Problem — Update the data below by replacing "positive clicks" with "foreground clicks" wherever it appears and changing nothing else. Leave the pictures out of your answer.

....................

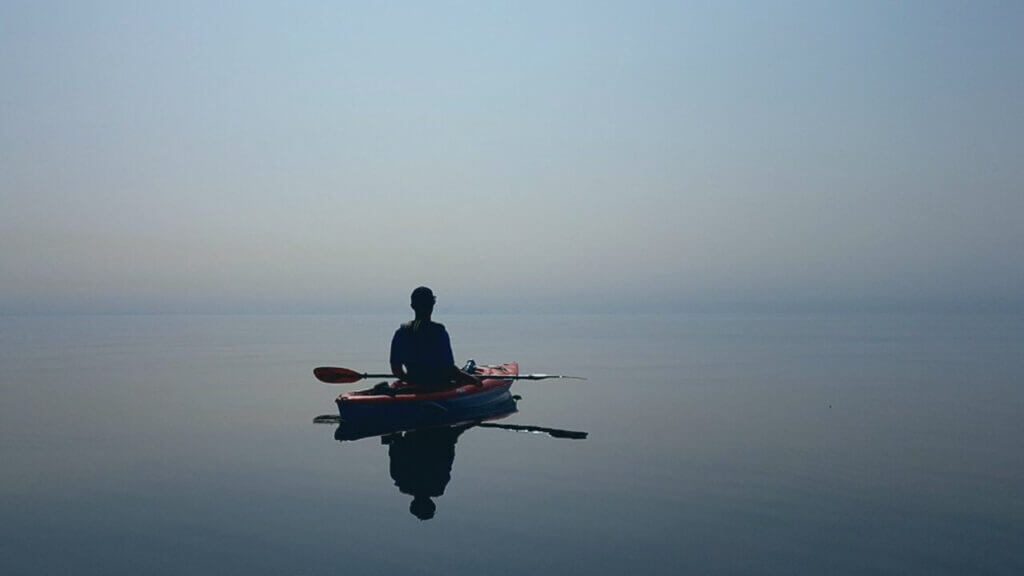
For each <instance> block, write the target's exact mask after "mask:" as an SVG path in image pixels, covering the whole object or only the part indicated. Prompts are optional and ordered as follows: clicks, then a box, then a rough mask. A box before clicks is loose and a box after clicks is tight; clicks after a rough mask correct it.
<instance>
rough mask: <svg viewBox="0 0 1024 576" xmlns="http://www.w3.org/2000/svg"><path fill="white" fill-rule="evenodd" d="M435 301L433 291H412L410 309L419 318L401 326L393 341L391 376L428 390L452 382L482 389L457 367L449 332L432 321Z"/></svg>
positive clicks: (473, 380) (391, 362) (446, 384)
mask: <svg viewBox="0 0 1024 576" xmlns="http://www.w3.org/2000/svg"><path fill="white" fill-rule="evenodd" d="M435 301H436V298H435V297H434V293H433V292H432V291H431V290H430V288H427V287H426V286H420V287H419V288H417V289H416V290H413V296H412V303H411V305H412V306H413V310H414V311H415V312H416V318H415V319H414V320H413V321H412V322H407V323H404V324H402V325H401V327H399V328H398V329H397V330H395V332H394V337H393V338H391V373H392V374H394V375H395V377H397V378H399V379H401V380H404V381H407V382H410V383H412V384H416V385H418V386H423V387H428V388H444V387H450V386H451V385H452V382H453V381H455V382H456V383H457V384H467V383H470V384H474V385H477V386H479V385H482V382H480V379H479V378H477V377H476V376H473V375H471V374H467V373H465V372H463V371H462V370H460V369H459V367H458V366H456V364H455V357H454V355H453V354H452V340H451V339H450V338H449V334H447V330H445V329H444V325H443V324H438V323H436V322H433V321H431V320H430V315H431V314H433V312H434V302H435Z"/></svg>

....................

Task result —
For each <instance> block, write the target's exact mask after "mask:" as an SVG path in image pixels, covering the whole object or only the part indicated. Prompts are optional and ordered as follows: clicks, then a box, then a rough mask. A box before clicks is loose and a box after clicks is tight; clicks after a rough mask correct it.
<instance>
rough mask: <svg viewBox="0 0 1024 576" xmlns="http://www.w3.org/2000/svg"><path fill="white" fill-rule="evenodd" d="M435 301L433 291H412L410 309L419 318L401 326L393 341L391 376L428 390L452 382L482 389L457 367L449 332L432 321Z"/></svg>
foreground clicks: (473, 380) (391, 362) (446, 384)
mask: <svg viewBox="0 0 1024 576" xmlns="http://www.w3.org/2000/svg"><path fill="white" fill-rule="evenodd" d="M435 301H436V298H435V297H434V293H433V292H432V291H431V290H430V288H427V287H426V286H420V287H419V288H417V289H416V290H413V296H412V303H411V305H412V306H413V310H414V311H415V312H416V318H415V319H414V320H413V321H412V322H407V323H404V324H402V325H401V327H399V328H398V329H397V330H395V332H394V337H393V338H391V373H392V374H394V375H395V377H397V378H399V379H401V380H404V381H407V382H410V383H412V384H416V385H418V386H423V387H428V388H444V387H450V386H451V385H452V382H453V381H455V382H456V383H457V384H467V383H470V384H474V385H477V386H479V385H482V382H480V379H479V378H477V377H476V376H473V375H471V374H467V373H465V372H463V371H462V370H460V369H459V367H458V366H456V364H455V357H454V355H453V354H452V340H451V339H450V338H449V334H447V330H445V329H444V325H443V324H438V323H436V322H433V321H431V320H430V315H431V314H433V312H434V302H435Z"/></svg>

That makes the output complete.